◆ Requirement:
Tally the lines below that hold the string "return", and give only the tally.

◆ Raw data:

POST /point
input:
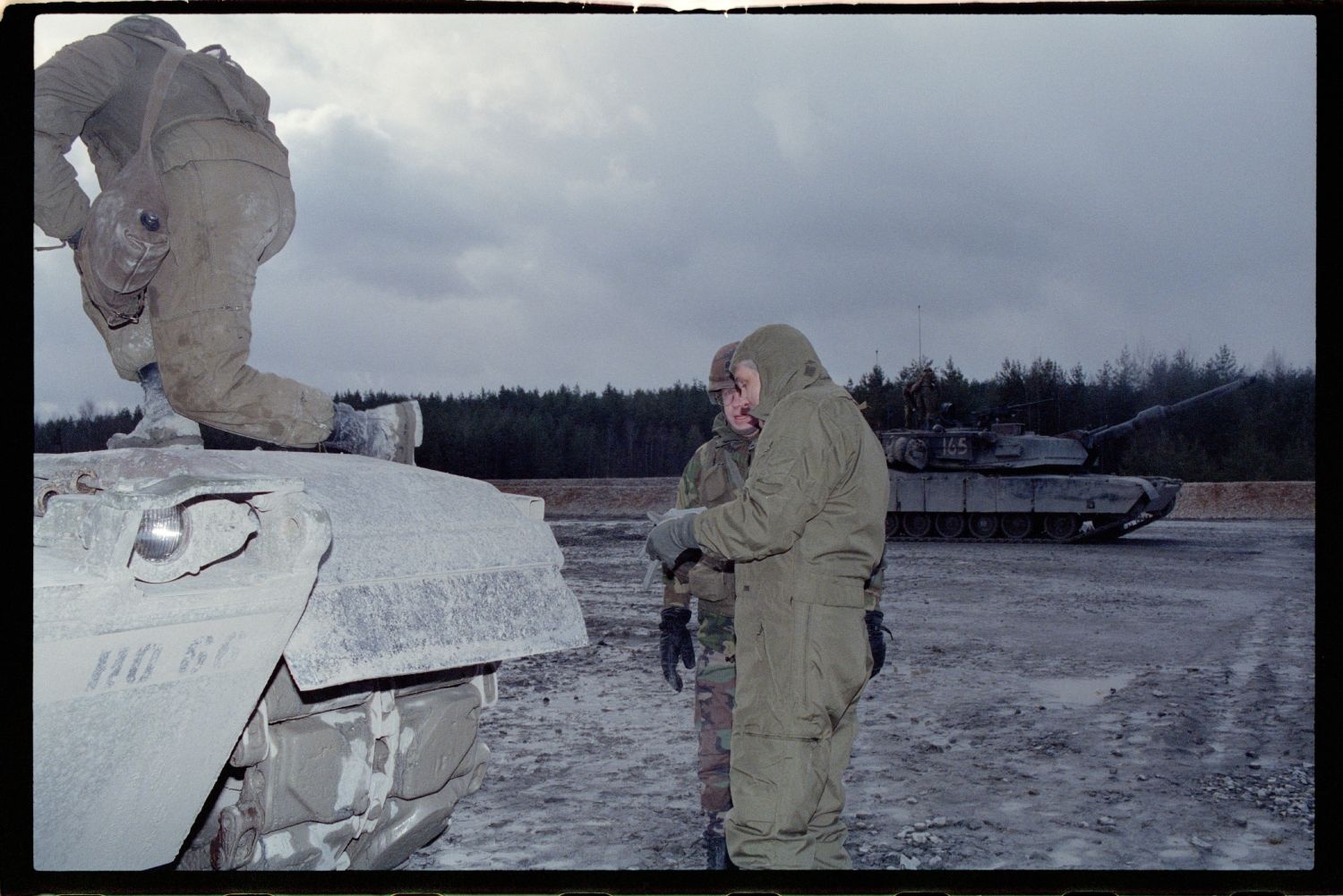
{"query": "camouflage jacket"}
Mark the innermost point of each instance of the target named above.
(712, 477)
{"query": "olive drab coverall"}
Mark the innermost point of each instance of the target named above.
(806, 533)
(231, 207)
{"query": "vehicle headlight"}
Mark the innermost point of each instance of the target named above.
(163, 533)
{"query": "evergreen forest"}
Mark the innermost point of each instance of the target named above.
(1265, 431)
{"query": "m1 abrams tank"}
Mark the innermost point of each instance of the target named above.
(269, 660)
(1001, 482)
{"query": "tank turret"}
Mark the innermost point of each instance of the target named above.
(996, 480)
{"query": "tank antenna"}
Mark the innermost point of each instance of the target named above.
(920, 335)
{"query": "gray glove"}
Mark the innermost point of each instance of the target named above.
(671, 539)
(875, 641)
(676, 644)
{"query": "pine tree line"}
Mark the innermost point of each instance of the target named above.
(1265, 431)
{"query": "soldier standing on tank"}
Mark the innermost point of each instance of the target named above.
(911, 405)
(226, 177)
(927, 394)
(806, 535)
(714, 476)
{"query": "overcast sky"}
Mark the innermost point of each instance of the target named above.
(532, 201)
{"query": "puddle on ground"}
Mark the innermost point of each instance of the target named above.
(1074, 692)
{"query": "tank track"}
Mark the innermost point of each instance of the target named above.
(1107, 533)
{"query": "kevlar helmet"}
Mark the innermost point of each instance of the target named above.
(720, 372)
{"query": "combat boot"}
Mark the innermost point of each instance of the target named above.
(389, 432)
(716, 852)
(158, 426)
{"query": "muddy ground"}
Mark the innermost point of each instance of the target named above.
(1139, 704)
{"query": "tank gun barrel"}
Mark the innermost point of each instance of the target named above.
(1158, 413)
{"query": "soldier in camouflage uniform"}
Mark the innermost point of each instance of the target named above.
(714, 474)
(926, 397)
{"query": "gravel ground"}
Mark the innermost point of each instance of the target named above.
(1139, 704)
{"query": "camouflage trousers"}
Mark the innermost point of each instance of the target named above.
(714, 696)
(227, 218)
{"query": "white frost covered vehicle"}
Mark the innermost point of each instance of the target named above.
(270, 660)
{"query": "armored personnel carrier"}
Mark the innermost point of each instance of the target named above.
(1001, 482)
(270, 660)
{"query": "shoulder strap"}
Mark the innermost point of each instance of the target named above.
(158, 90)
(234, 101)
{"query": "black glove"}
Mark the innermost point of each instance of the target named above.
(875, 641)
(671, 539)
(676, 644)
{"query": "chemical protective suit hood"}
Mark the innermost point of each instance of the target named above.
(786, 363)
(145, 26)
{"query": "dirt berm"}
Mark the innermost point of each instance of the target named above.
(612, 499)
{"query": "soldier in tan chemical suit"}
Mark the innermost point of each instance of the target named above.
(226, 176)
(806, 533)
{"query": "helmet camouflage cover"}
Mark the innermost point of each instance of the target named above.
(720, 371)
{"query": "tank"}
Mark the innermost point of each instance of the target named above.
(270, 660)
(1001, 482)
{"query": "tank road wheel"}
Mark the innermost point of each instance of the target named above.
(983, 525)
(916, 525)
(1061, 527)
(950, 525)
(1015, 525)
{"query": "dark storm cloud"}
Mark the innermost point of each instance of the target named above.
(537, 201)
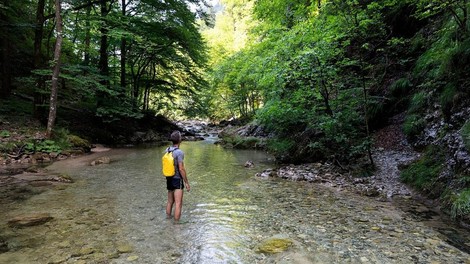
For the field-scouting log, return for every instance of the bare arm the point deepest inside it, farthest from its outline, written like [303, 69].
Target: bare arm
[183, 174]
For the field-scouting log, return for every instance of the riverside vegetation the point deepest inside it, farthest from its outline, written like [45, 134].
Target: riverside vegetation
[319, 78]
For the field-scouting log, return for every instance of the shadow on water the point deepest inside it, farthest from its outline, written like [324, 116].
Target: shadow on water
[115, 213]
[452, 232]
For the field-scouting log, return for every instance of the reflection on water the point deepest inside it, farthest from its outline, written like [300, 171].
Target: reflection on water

◆ Exercise solution:
4